- _What is needed_:
Pictures aside, repeat every entry exactly.

- _Data section_:
******
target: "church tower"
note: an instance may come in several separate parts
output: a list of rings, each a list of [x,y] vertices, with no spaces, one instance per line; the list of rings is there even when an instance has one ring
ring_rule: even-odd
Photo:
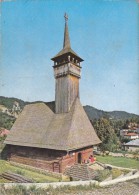
[[[51,60],[54,61],[55,112],[70,111],[76,98],[79,98],[80,62],[83,61],[72,49],[68,32],[68,16],[65,14],[63,49]]]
******
- _Result for this exercise_:
target: "church tower"
note: an instance may come in several separate parts
output: a list of rings, each a list of [x,y] vertices, with no spaces, one instance per line; the list of rings is there even when an instance has one ring
ring_rule: even-odd
Photo:
[[[51,60],[54,61],[55,112],[70,111],[76,98],[79,98],[80,62],[83,61],[72,49],[68,32],[68,16],[65,14],[63,49]]]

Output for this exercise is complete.